#### Task directions
If a line in the records below contains the word "absolute", return that line.

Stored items

○ ○ ○ ○ ○

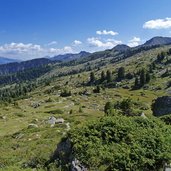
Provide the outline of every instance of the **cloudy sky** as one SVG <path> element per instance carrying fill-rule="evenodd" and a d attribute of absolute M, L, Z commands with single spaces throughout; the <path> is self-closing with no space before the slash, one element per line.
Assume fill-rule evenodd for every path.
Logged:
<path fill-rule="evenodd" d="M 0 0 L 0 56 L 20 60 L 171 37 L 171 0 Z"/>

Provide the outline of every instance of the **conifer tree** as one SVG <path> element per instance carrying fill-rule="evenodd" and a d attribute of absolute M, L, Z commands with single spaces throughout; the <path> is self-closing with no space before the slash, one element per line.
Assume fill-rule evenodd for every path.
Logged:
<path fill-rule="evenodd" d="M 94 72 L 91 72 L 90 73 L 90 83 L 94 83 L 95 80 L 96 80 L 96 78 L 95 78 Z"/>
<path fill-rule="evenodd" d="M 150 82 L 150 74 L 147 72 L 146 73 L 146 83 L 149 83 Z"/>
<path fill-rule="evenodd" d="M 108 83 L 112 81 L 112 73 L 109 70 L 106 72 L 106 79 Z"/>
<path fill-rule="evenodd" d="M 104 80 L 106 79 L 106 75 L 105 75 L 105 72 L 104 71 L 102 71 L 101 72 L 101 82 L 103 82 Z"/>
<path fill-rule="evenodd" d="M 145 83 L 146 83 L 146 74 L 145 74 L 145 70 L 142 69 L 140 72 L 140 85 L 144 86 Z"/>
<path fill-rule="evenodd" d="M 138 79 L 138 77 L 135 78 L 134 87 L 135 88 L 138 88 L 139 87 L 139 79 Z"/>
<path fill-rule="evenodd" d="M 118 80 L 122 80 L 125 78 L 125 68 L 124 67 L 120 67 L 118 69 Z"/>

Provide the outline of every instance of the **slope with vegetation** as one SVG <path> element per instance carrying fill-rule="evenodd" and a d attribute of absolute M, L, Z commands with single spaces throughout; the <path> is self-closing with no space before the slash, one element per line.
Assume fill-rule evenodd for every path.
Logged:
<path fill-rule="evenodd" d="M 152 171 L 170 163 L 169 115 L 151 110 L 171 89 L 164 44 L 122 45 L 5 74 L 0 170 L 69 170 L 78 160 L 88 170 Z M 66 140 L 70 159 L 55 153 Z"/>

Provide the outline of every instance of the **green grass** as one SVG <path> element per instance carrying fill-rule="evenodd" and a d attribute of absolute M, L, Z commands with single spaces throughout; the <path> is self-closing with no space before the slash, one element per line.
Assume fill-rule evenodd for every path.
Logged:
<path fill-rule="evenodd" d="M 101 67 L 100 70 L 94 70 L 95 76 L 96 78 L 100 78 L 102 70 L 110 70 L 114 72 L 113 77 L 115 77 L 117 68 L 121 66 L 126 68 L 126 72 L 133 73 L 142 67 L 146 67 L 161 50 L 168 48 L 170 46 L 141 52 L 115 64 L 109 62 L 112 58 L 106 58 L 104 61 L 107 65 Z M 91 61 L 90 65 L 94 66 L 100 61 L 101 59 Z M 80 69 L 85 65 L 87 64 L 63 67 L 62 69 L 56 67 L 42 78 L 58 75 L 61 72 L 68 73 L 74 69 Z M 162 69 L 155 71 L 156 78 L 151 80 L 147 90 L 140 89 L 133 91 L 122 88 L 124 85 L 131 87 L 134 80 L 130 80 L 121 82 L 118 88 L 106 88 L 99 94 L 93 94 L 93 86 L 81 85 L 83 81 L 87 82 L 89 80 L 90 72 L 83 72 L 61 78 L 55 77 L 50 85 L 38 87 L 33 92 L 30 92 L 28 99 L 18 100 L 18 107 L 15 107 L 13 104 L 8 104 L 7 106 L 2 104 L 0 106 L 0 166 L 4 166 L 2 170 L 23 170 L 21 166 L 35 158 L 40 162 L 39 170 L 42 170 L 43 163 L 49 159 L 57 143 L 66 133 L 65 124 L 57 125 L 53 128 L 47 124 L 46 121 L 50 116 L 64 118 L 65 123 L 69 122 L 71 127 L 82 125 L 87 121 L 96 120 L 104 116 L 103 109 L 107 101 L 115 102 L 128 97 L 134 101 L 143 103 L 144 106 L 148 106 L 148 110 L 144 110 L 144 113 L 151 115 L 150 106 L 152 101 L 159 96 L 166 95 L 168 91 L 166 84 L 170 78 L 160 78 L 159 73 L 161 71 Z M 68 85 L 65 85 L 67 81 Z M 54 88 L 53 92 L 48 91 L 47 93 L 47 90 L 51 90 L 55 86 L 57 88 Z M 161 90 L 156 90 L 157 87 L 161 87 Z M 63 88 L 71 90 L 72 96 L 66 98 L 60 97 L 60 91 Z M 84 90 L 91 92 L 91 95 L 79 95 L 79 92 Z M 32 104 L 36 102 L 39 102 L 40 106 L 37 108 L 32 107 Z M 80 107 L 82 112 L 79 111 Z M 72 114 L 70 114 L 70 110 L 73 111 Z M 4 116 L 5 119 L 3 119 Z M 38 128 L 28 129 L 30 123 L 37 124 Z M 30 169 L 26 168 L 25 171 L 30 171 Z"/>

○ ○ ○ ○ ○

#### Answer for this exercise
Provide the outline of every instance of the **cloudy sky** as one SVG <path> element per instance carrying fill-rule="evenodd" and a d attribute of absolute M, L, Z commands with single spaces throughout; the <path> is self-closing with no space before the slash, one element per line.
Provide the outline of every instance of the **conifer tree** as one SVG <path> element per instance carrying fill-rule="evenodd" and a d attribute of absolute M, L, Z commands with single spaces throughout; the <path> is self-closing with no space before the slash, one element per line.
Provide the outline of every instance of the **slope with vegetation** as one SVG <path> element per instance carrying fill-rule="evenodd" and a d attribute of absolute M, L, Z commands with single spaces throughout; the <path> is self-closing with no space before the slash, one element per line.
Provide the outline of every instance of the **green grass** as one SVG <path> element per instance carrying fill-rule="evenodd" and a d attribute of absolute M, L, Z commands with single spaces throughout; the <path> is self-closing with no space before the slash, one element per line.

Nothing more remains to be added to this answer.